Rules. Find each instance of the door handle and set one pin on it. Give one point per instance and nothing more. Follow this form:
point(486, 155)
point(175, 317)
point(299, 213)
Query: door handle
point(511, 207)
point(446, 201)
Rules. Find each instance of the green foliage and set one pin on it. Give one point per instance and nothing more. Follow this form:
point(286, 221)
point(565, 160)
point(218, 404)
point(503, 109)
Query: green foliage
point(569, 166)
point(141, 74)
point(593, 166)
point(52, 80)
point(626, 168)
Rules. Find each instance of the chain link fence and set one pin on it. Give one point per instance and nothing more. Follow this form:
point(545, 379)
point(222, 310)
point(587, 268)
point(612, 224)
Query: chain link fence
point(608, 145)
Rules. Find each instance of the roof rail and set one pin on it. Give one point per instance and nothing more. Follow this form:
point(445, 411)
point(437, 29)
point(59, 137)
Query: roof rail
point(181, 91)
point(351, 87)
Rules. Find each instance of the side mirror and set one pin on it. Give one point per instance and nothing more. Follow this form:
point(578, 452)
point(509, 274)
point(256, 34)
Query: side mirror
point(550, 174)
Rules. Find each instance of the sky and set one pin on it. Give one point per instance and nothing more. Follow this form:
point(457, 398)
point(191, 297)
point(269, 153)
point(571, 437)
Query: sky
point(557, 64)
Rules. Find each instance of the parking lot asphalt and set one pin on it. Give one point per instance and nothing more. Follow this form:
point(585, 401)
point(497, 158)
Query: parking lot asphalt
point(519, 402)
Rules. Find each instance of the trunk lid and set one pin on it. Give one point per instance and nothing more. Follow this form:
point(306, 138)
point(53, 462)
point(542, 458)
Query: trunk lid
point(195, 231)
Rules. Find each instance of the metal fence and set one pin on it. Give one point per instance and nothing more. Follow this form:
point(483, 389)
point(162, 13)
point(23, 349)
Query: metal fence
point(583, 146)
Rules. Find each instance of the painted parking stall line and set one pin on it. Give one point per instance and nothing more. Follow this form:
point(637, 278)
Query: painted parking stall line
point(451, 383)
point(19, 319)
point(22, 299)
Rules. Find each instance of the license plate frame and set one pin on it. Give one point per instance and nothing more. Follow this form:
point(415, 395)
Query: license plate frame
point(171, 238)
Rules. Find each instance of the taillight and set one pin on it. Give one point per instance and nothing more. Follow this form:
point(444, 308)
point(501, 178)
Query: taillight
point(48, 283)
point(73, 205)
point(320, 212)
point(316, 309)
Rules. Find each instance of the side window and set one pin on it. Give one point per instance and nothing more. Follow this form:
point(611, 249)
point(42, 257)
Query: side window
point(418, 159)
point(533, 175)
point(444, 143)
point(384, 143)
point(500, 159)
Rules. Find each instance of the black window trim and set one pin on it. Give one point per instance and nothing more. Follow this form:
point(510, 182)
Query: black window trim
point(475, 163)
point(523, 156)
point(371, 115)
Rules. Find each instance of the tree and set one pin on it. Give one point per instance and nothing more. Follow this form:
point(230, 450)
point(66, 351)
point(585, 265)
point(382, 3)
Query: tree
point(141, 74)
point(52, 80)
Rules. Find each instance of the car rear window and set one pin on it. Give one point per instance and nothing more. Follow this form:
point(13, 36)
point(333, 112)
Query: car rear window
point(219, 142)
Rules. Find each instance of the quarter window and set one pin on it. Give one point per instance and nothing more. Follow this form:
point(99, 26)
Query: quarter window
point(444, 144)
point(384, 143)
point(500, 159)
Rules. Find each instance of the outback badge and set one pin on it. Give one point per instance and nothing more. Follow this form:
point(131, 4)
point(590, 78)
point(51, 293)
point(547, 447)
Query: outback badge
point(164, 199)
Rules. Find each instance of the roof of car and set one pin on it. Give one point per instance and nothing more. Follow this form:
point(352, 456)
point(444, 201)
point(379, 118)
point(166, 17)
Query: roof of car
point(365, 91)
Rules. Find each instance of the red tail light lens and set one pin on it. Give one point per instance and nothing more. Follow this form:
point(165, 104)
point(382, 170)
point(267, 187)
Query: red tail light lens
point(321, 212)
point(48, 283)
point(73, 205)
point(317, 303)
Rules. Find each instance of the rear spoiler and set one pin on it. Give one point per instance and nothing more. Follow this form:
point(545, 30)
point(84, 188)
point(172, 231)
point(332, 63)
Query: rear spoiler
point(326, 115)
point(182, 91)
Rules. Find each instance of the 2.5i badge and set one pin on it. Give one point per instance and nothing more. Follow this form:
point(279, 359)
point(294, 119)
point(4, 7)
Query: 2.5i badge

=====

PROBLEM: Rewrite the lines above, from the one containing "Rules. Find each instance of the sky" through the one containing "point(557, 64)", as a numbered list, omitting any blank lines.

FINAL RESULT:
1. Rules. Find each instance of the sky and set one pin on it. Give one point per instance and nothing more. Follow this form:
2. point(457, 398)
3. point(191, 297)
4. point(269, 153)
5. point(571, 437)
6. Query: sky
7. point(557, 64)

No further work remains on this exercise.